Job 1:
Answer these questions from the article about the University of Pittsburgh SJP event.
(a) What was the title of the public event the SJP leaders invited march participants to?
(b) At what time was one man arrested outside David Lawrence Hall?
(c) What is the name of the Pitt Police Chief?
Job 2:
List every person named in the article about the University of Pittsburgh SJP event.
Job 3:
From the article about the University of Pittsburgh SJP event, extract the passage starting at "The university initially" and ending at "in the article].".

Officials at the University of Pittsburgh attempted to shut down a Students for Justice in Palestine (SJP) event featuring slam poet Remi Kanazi and journalist Joseph Dana on 2 November, according to student organizers. The university police also forcibly prevented members of the public who had taken part in an Occupy Pittsburgh march from attending the event.

The university initially ordered the event shut down prompting the speakers to decide to continue it outdoors, but the order was rescinded after University of Pittsburgh SJP leaders demonstrated they had followed all the procedures.

The campus newspaper The Pitt News reported that SJP leaders had invited participants in the Occupy Pittsburgh march to the public event “Confronting Apartheid: Voices of the Joint-Struggle.” According to the newspaper:

Students for Justice in Palestine President Ryan Branagan invited the protesters into an SJP event in David Lawrence Hall at 8:30 p.m. following the protest, which was already open to the public. However, Pitt police closed the door to anyone who was not a Pitt student, including Gerhardt [an Iraq war vetaran quoted earlier in the article].

“I think a lot of people just got scared,” Branagan said as to why the police reacted defensively in allowing the protesters to enter the University building for the lecture.

One man was arrested outside of David Lawrence Hall at 9:40 p.m. for failure to leave the building after being told to do so by police.

Pitt Police Chief Tim Delaney said that he needed the proper permit from Students for Justice in Palestine to make sure that the group was allowed to host an event. After Branagan gave Delaney a copy of the permit, he allowed about 10 remaining non-Pitt student protesters to enter the event.

[Point labeling examples]
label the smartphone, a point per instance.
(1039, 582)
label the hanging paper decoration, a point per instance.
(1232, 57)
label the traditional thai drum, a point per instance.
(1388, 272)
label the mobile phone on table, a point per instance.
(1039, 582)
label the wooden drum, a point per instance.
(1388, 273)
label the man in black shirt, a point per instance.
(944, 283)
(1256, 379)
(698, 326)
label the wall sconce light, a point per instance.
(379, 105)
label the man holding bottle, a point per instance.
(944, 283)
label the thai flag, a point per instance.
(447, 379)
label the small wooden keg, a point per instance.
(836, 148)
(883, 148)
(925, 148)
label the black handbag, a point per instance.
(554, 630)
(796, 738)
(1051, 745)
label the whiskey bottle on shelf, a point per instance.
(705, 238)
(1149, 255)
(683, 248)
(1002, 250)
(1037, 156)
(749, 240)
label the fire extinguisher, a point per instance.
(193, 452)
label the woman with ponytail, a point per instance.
---
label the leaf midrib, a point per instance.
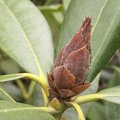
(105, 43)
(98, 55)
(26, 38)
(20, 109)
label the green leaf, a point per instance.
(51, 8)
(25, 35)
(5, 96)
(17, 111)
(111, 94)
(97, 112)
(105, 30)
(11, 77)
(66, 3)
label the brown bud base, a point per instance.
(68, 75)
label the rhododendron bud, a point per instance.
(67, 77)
==
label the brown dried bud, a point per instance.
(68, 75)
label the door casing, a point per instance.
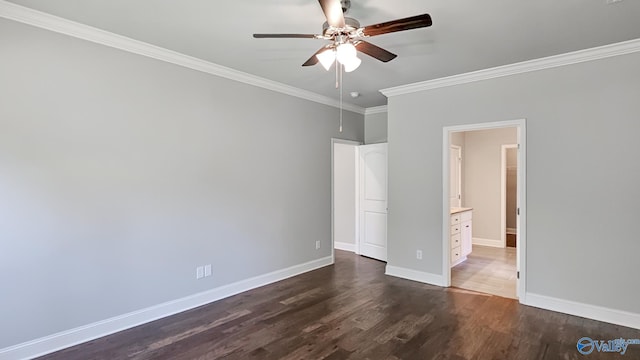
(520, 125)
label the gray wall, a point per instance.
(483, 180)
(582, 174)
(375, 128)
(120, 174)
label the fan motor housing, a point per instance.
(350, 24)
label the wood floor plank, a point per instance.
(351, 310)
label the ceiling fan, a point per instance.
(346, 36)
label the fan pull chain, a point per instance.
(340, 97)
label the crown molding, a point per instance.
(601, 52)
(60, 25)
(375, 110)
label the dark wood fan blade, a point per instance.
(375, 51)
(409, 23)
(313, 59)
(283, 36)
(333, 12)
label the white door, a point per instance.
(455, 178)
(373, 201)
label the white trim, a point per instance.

Full response 1:
(a) "Confronting Apartheid: Voices of the Joint-Struggle"
(b) 9:40 p.m.
(c) Tim Delaney

Full response 2:
- Remi Kanazi
- Joseph Dana
- Ryan Branagan
- Gerhardt
- Tim Delaney

Full response 3:
The university initially ordered the event shut down prompting the speakers to decide to continue it outdoors, but the order was rescinded after University of Pittsburgh SJP leaders demonstrated they had followed all the procedures.

The campus newspaper The Pitt News reported that SJP leaders had invited participants in the Occupy Pittsburgh march to the public event “Confronting Apartheid: Voices of the Joint-Struggle.” According to the newspaper:

Students for Justice in Palestine President Ryan Branagan invited the protesters into an SJP event in David Lawrence Hall at 8:30 p.m. following the protest, which was already open to the public. However, Pitt police closed the door to anyone who was not a Pitt student, including Gerhardt [an Iraq war vetaran quoted earlier in the article].